Collect every line below that contains the string "plate". Matching is case-sensitive.

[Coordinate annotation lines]
******

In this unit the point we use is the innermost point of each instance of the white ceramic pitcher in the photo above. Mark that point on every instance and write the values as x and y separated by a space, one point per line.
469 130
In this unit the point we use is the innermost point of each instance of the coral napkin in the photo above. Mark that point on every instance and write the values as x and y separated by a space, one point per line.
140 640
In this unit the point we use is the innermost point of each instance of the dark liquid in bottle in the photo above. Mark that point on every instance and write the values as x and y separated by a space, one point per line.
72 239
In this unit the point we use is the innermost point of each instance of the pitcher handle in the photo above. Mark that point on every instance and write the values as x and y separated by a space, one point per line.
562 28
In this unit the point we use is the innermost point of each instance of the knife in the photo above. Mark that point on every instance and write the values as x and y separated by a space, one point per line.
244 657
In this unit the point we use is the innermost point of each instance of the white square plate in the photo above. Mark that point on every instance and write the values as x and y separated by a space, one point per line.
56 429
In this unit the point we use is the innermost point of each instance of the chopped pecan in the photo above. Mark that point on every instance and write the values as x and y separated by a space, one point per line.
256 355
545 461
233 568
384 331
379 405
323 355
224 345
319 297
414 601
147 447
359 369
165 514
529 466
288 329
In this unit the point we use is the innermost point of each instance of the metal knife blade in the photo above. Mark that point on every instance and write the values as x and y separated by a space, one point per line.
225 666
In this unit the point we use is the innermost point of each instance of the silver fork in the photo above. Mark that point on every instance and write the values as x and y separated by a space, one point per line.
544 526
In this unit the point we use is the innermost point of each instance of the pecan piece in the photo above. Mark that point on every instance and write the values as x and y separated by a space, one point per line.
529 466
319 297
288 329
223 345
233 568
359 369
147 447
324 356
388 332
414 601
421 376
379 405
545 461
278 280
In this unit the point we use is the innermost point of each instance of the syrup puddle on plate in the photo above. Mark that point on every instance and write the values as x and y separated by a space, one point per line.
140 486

******

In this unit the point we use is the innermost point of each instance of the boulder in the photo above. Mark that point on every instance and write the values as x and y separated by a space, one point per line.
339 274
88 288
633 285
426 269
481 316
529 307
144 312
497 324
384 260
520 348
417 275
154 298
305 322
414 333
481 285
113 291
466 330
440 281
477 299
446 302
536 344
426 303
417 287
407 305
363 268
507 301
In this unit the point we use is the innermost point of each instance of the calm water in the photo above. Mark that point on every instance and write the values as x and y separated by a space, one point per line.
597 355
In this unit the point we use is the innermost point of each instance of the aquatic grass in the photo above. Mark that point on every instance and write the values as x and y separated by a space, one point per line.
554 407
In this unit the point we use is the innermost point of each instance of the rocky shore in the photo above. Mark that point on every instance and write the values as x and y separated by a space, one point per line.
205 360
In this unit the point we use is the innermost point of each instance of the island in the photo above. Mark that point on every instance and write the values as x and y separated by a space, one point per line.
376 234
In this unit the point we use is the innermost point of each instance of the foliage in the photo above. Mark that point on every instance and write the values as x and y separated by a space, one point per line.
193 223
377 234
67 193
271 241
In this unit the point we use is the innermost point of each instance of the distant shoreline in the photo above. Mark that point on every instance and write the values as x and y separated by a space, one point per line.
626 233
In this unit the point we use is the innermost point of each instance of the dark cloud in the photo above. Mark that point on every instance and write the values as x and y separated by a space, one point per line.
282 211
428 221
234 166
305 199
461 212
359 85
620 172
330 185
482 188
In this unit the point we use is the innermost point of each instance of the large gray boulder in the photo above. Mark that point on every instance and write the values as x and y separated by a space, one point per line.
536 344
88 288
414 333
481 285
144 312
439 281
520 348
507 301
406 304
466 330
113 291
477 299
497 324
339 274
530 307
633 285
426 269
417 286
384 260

******

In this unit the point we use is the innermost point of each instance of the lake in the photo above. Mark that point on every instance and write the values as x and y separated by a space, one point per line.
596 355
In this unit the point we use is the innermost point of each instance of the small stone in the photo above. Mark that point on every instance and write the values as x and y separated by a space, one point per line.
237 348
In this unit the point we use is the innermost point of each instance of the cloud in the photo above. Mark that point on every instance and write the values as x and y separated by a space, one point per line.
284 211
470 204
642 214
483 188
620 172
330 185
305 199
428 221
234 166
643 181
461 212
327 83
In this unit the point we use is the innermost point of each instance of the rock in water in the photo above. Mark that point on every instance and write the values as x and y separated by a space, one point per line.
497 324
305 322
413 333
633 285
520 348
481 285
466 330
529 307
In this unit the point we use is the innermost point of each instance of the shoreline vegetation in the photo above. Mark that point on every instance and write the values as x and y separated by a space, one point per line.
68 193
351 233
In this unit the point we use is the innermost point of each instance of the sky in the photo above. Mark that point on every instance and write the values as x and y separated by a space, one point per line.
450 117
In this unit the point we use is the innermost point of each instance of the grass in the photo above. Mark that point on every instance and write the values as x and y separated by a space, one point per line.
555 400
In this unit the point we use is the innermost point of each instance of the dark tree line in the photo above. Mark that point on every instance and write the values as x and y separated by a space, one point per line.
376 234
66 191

******

• _The completed task_
In this unit the point we use is the innermost point of each instance of the white square plate in the photo above. Mark that point on every instance and write the values as x and y separated by a space, one point per line.
In this unit the point we use is the innermost point of each instance of the syrup puddle on plate in the photo above. Mark that point on every instance and write the values as x and y separated by a space, one point per line.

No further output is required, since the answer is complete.